*Aim of the exercise*: Starting at the line that contains "[spot] the drawer" and ending at the last line of the set, copy every line out again in full, shifting each coordinate pair by adding 142 to both numbers.
* BEGIN *
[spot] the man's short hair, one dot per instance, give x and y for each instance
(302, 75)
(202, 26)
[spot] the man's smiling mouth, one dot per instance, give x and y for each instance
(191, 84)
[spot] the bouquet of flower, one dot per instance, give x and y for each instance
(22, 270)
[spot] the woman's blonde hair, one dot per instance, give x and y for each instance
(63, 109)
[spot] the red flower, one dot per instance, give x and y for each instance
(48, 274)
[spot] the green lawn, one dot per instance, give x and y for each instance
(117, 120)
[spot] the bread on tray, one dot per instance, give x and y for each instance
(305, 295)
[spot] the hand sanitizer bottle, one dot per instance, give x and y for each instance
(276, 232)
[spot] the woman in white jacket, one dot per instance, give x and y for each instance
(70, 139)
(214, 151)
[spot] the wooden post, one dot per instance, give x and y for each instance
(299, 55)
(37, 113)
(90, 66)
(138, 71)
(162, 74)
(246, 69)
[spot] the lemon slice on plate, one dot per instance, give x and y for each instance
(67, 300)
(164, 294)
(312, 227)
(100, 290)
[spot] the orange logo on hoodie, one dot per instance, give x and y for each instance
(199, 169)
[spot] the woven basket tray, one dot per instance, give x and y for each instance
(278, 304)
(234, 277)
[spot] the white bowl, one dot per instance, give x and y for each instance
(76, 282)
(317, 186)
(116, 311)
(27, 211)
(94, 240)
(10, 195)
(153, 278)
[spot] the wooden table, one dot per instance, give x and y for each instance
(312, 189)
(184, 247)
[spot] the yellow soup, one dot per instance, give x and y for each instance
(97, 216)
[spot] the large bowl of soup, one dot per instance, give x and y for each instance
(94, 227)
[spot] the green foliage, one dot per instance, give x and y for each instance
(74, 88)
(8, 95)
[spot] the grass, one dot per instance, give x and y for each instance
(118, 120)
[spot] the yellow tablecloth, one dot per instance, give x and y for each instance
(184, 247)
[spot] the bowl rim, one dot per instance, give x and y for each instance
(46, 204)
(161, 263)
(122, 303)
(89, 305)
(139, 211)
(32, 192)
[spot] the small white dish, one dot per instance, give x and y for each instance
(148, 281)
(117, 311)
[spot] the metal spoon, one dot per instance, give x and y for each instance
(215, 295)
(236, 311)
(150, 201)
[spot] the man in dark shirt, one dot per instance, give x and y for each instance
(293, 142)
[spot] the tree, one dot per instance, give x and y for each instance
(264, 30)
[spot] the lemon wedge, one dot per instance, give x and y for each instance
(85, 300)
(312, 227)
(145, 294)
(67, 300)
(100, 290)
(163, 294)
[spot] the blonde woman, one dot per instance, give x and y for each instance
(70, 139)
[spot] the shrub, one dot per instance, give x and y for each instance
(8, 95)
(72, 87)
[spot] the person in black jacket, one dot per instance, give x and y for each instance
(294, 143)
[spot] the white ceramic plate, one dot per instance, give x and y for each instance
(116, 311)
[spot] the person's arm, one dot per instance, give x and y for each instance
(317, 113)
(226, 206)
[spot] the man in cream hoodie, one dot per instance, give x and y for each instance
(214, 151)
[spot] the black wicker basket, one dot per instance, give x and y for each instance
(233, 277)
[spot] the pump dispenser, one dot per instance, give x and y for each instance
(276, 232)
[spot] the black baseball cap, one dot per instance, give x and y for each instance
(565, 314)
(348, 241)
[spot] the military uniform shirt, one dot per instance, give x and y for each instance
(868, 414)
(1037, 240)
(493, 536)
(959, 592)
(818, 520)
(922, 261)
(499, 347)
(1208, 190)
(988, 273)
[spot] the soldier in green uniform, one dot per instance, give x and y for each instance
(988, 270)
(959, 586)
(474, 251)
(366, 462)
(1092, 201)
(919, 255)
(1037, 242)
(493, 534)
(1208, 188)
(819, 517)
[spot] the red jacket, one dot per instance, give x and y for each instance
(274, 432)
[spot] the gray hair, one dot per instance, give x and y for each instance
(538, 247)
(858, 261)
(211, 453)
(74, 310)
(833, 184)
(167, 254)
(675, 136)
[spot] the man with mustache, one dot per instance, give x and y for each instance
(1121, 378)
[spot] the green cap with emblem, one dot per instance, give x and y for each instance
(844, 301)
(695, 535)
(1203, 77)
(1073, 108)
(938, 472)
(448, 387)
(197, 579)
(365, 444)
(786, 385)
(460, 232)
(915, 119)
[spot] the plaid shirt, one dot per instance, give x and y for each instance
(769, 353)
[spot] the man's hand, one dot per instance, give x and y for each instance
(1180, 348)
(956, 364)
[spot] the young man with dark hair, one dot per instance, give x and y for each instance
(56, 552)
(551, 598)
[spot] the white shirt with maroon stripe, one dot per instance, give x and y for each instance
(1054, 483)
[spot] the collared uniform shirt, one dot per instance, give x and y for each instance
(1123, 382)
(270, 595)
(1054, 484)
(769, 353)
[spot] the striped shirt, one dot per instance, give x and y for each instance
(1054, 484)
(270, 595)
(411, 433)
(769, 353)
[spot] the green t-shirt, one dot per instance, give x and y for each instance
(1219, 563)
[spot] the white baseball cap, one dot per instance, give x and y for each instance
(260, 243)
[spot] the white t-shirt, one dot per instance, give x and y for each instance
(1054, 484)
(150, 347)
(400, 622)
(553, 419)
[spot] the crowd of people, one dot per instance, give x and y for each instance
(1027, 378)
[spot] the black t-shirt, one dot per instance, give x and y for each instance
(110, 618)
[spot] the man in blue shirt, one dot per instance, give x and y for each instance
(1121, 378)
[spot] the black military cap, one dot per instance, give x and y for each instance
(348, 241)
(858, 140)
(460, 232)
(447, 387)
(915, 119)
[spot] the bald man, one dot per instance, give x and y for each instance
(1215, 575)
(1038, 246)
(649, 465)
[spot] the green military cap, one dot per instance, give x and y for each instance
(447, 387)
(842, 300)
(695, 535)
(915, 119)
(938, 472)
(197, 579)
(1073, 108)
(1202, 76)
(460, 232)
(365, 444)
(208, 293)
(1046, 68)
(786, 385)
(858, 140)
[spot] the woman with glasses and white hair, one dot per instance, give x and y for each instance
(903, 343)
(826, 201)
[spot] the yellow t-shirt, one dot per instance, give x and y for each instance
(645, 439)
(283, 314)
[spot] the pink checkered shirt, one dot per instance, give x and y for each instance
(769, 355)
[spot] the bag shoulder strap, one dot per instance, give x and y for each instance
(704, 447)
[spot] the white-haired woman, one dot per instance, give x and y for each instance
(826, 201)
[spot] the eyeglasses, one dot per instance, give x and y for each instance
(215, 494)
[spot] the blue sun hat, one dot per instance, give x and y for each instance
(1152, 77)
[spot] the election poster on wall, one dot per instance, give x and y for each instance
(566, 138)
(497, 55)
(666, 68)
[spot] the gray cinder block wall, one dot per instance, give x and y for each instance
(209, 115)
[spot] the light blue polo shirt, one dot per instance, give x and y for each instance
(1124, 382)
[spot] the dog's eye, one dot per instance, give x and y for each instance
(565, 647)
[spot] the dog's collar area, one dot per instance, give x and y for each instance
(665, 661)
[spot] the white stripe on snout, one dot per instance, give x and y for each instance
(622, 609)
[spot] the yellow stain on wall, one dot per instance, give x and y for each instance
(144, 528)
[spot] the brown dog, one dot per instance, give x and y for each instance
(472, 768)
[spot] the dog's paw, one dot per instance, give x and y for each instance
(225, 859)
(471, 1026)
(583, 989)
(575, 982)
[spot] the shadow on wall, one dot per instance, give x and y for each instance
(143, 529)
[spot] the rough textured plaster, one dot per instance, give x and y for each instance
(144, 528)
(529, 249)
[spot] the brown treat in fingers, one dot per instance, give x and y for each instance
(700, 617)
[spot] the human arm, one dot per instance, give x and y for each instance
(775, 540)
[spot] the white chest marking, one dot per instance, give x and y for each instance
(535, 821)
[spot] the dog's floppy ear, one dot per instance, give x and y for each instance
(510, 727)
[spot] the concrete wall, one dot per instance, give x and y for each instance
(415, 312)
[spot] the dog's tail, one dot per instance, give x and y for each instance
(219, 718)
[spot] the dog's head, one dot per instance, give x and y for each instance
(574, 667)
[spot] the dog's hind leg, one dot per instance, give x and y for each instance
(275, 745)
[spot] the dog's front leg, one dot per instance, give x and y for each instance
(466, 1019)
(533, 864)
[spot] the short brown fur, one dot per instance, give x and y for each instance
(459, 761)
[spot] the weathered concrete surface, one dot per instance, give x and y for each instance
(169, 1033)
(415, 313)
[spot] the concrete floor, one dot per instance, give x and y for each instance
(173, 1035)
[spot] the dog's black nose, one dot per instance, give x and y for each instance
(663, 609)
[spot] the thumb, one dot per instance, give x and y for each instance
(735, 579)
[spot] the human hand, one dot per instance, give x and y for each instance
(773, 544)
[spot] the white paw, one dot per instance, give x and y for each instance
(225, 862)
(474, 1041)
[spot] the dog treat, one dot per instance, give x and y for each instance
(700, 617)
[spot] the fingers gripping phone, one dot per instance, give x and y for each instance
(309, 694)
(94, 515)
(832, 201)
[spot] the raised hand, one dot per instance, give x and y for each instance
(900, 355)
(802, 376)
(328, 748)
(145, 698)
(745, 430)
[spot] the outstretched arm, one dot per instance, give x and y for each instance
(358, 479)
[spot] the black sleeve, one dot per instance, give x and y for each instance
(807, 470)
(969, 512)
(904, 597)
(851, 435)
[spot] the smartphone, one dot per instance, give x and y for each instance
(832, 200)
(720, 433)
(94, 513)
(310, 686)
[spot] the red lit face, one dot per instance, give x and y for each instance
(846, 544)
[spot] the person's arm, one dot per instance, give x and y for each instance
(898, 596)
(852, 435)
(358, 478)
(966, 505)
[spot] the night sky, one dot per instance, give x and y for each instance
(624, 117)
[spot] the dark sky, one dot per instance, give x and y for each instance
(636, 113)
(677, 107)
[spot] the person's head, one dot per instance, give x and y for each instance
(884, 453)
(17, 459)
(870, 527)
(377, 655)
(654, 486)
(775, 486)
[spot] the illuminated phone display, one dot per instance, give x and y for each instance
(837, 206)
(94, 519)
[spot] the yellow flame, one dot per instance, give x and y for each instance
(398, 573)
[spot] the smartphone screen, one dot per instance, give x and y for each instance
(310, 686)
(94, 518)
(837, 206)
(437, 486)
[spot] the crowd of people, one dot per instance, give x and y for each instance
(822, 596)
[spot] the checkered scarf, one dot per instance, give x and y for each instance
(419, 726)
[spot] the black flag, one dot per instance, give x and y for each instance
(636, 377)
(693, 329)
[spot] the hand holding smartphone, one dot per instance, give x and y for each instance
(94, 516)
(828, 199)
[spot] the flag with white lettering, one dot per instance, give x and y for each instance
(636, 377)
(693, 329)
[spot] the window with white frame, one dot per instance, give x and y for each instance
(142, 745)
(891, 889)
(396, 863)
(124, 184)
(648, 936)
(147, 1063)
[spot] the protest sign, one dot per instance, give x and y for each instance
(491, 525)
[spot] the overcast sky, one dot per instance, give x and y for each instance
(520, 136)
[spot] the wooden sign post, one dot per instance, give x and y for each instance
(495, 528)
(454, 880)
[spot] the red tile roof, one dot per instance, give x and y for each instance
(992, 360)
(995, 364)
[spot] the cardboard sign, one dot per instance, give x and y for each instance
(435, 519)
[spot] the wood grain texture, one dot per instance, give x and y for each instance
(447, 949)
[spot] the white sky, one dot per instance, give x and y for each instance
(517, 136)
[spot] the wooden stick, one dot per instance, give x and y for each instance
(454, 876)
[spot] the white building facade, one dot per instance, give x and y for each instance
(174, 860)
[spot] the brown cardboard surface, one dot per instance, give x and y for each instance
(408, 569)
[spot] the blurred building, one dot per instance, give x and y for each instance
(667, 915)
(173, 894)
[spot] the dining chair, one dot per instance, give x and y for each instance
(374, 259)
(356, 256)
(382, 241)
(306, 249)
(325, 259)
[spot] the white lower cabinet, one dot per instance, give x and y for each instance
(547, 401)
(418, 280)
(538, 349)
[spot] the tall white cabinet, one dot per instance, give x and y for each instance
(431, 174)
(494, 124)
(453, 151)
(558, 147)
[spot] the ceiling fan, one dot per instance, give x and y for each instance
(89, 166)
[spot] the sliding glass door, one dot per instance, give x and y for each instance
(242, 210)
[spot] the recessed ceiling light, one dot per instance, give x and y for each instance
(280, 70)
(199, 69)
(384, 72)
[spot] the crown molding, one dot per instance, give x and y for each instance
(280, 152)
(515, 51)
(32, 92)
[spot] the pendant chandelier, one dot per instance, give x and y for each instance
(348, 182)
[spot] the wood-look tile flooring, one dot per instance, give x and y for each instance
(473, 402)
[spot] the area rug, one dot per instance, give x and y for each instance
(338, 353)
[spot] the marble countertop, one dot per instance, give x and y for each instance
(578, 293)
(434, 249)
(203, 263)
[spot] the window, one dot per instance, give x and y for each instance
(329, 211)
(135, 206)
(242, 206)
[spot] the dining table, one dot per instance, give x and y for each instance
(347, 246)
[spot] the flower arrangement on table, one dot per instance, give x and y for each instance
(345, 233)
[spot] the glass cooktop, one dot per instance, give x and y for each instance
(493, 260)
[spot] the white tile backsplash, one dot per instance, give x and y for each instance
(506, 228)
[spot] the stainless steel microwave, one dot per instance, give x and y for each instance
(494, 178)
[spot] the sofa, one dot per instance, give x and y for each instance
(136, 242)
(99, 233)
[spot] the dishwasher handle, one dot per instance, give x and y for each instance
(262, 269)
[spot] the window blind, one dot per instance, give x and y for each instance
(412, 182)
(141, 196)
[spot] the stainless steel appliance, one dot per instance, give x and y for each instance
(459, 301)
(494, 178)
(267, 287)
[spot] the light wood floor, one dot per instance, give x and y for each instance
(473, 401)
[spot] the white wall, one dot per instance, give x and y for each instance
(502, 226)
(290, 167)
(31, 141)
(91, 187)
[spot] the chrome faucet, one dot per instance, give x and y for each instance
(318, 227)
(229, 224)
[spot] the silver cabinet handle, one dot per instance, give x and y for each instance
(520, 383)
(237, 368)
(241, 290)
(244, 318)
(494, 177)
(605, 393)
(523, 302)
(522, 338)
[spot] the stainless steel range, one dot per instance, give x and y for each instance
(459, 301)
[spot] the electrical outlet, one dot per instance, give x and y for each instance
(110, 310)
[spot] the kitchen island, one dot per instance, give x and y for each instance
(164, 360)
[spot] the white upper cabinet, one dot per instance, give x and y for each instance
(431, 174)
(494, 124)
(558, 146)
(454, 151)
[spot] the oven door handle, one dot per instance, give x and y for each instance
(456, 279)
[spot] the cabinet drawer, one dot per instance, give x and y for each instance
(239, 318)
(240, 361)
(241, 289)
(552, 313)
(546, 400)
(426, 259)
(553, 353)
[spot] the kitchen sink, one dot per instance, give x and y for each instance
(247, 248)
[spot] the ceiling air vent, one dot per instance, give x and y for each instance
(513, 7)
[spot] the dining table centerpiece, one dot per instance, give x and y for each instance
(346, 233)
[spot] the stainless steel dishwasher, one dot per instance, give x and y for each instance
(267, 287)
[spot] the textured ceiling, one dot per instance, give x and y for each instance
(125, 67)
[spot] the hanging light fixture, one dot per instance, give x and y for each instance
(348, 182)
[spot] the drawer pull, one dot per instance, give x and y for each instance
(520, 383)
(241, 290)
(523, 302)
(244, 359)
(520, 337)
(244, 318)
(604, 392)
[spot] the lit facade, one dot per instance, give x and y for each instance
* END *
*Answer for the task*:
[spot] the drawer pull, one dot per instance, give x and y for each instance
(662, 525)
(383, 432)
(665, 444)
(386, 501)
(662, 479)
(386, 460)
(746, 534)
[spot] the lit facade, one dot per instance, give x and y for each instance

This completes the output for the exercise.